• _EXTRACT_:
** Start **

# Making a flat fence for sled



## boroughdan (Jan 30, 2013)

I need to make a new sled. Mine was slapped together with scrap but has done pretty well. I have been cutting wider pieces and noticing it isnt square enough.

The question I have is how to make the fence. Solid wood seems no good so i am thinking plywood is the way to go. But in most videos I have seen it seems like people just assumbe their plywood is flat. I saw one where william ng glued up two or three pieces on a flat surface to ensure flatness. This is what I will be doing I suppose, though my jointer bed is only about two feet long. Im wondering if there are any other solutions. i want to make the sled as dead on as I can.

Also, plywood or mdf for the base?


----------



## cabmaker (Sep 16, 2010)

3/4 ply for base on mine.

Hardwood for rails

Hardwood for guide rails


----------



## boroughdan (Jan 30, 2013)

you dont worry about movement in your fence?


----------



## cabmaker (Sep 16, 2010)

No, but if it does occur its easy enough to correct it.


----------



## sixstring (Apr 4, 2012)

** End **

• _TASKS AND EXERCISES_:
1. Rewrite the part of the sled-fence thread that opens with "I need to make" and closes with "on as I can.", changing "plywood" to "Baltic birch" each time it occurs.
2. Continue the forum thread on making a sled fence from the point where it stops.
The data is from an unrelated source.

• _COLLECTED MATERIAL_:

** Start **

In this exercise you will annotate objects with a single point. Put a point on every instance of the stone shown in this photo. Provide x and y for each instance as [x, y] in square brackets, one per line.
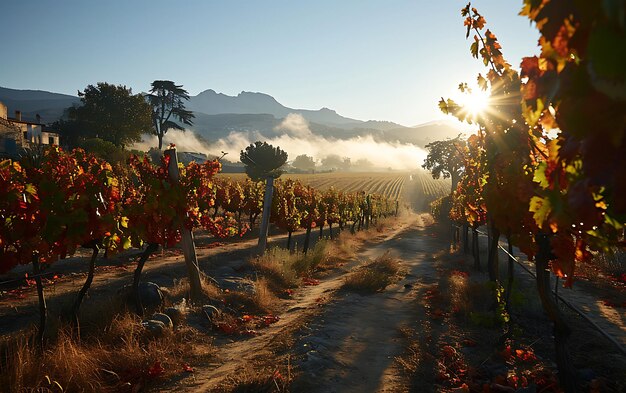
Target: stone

** End **

• _RESPONSES BY TASK_:
1.
I need to make a new sled. Mine was slapped together with scrap but has done pretty well. I have been cutting wider pieces and noticing it isnt square enough.

The question I have is how to make the fence. Solid wood seems no good so i am thinking Baltic birch is the way to go. But in most videos I have seen it seems like people just assumbe their Baltic birch is flat. I saw one where william ng glued up two or three pieces on a flat surface to ensure flatness. This is what I will be doing I suppose, though my jointer bed is only about two feet long. Im wondering if there are any other solutions. i want to make the sled as dead on as I can.

2.
I used 5/8" Melamine for both of my sled bases. It's lighter and smoother to push than ply but just as flat if not flatter. My larger one happens to have a solid 2×5 piece of doug fir but it's what I had on hand at the time and I used my jointer to make it flat. Either material is fine, My smaller one uses (2) pieces of 3/4" plywood and (1) piece of melamine (face) laminated together. My rails are solid maple and solid oak.

Lots of videos on this but it's simple… Use a good square to make sure the fence is square to the blade. Clamp it down then screw into the runners from the top. That's what I did and it's pretty darn straight for everything I do. A tip though… first make sure the blade is square to your mitre slots first!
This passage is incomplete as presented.